Presidential Authority to Lift Most of Embargo


Use 'smart power' to help Cubans
BY VICKI HUDDLESTON and CARLOS PASCUAL
Miami Herald Op Ed 2/24/09

www.brookings.edu

Contrary to popular myth and public misunderstanding, if President Barack Obama wishes to change the U.S. policy toward Cuba, he has ample authority to do so. If he takes charge of Cuba policy, he can turn the embargo into an effective instrument of ''smart power'' to achieve the United States' policy objectives in Cuba.

Obama's leadership is needed to change the dynamic between the United States and Cuba. The status quo is no longer an option. Not only has it failed to achieve its goals; it has tarnished our image in the hemisphere and throughout the world. Waiting for Congress to act will only further delay change. Fortunately, even in the case of Cuba, Congress has not materially impaired this country's venerable constitutional arrangement under which the president has the ultimate authority to conduct our foreign affairs.

Executive authority

Again and again we hear that the embargo can't be changed because the Helms-Burton law codified it. Nothing could be further from the truth. Whether you agree or disagree with the current commercial embargo, the president can effectively dismantle it by using his executive authority. Helms-Burton codified the embargo regulation, but those regulations provide that ``all transactions are prohibited except as specifically authorized by the Secretary of the Treasury by means of regulations, rulings, instructions, and licenses.''

This means that the president's power remains unfettered. He can instruct the secretary to extend, revise or modify embargo regulations. The proof of this statement is that President Bill Clinton issued new regulations for expanded travel and remittances in order to help individuals and grow civil society.

Obama will have to modify Office of Foreign Assets Control regulations to fulfill his campaign promise to increase Cuban-American travel and remittances. If he wants to reproduce the more open conditions in Cuba that led to the ''Cuban Spring'' of 2002 and Oswaldo Payá's Varela Project, he could reinstate people-to-people and educational travel. By a simple rule change, he could also speed the entry of life-saving medicines from Cuba, rather than subjecting them to delays from cumbersome OFAC licensing procedures.

Since 1992, U.S. law -- the Cuban Democracy Act -- has sought to expand access to ideas, knowledge and information by licensing telecommunications goods and services. Yet, in practice, regulations are so strictly interpreted that the United States in effect is imposing a communications embargo on Cuba. To lift it, the president can authorize a general license for the donation and sale of radios, televisions and computers. In addition, rather than helping Cuban state security keep Yoani Sánchez and others off the Internet, the Obama administration could make Internet technology readily available so that any barriers to communications would be clearly the fault of the Cuban government, and not ours.

Environmental concerns rate high with the Obama administration. So it might open bilateral discussions, exchange information and license the provision of scientific equipment to improve the health of the ocean and success of commercial fisheries.

The United States Geological Survey estimates that the North Cuba Basin holds 5.5 billion barrels of oil and 9.8 trillion cubic feet of natural gas reserves. If the president wishes, he can instruct the secretary of the treasury to license U.S. companies to explore, exploit and transport these resources that we and the region so badly need.

Failed policy

After a half-century of failed policy, there is enormous support in the Cuban-American community for initiatives that will improve the well being and independence of the Cuban people. What they didn't know -- but know now -- is that there is no reason they can't reach out to the Cuban people and still retain the embargo as symbol of their concern about the Cuban government's failure to live up to international norms of human rights, democracy and transparency.

Vicki Huddleston is a visiting fellow at the Brookings Institution and former chief of the U.S. Interests Section in Havana. Carlos Pascual is vice president of the Brookings Institution. They are co-directors of the Brookings project on U.S. Policy Toward a Cuba in Transition.

> **WHAT IS REQUIRED**: List every person the op-ed on Cuba policy names, other than its two authors and any name that appears only as part of a law's title.

Natural-language object grounding data:
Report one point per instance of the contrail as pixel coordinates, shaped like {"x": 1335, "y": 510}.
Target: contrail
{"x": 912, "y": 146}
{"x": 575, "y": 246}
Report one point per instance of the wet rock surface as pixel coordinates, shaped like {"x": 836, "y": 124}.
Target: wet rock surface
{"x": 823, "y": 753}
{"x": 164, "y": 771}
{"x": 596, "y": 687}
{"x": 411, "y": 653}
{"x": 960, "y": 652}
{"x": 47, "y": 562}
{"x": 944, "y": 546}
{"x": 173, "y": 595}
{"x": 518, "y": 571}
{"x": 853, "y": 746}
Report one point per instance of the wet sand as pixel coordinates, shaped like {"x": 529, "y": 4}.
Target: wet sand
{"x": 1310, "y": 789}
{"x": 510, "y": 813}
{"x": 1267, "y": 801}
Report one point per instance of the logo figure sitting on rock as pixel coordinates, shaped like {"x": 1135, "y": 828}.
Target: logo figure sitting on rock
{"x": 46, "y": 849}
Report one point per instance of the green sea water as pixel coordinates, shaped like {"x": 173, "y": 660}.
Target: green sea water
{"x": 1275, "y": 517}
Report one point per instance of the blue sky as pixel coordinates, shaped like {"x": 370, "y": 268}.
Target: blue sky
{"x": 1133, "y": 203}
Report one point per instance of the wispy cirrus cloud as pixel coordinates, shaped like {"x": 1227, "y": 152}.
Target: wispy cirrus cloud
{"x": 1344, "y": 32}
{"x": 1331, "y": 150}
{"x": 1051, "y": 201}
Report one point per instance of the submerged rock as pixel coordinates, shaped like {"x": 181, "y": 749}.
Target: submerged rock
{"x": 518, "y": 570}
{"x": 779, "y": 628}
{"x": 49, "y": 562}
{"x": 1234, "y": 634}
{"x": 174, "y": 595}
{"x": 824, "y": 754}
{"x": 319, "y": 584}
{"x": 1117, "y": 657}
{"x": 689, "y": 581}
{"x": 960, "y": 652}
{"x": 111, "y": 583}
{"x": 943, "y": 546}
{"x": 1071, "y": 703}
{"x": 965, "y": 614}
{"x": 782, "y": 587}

> **RESULT FOR THIS EXERCISE**: Barack Obama, Bill Clinton, Oswaldo Payá, Yoani Sánchez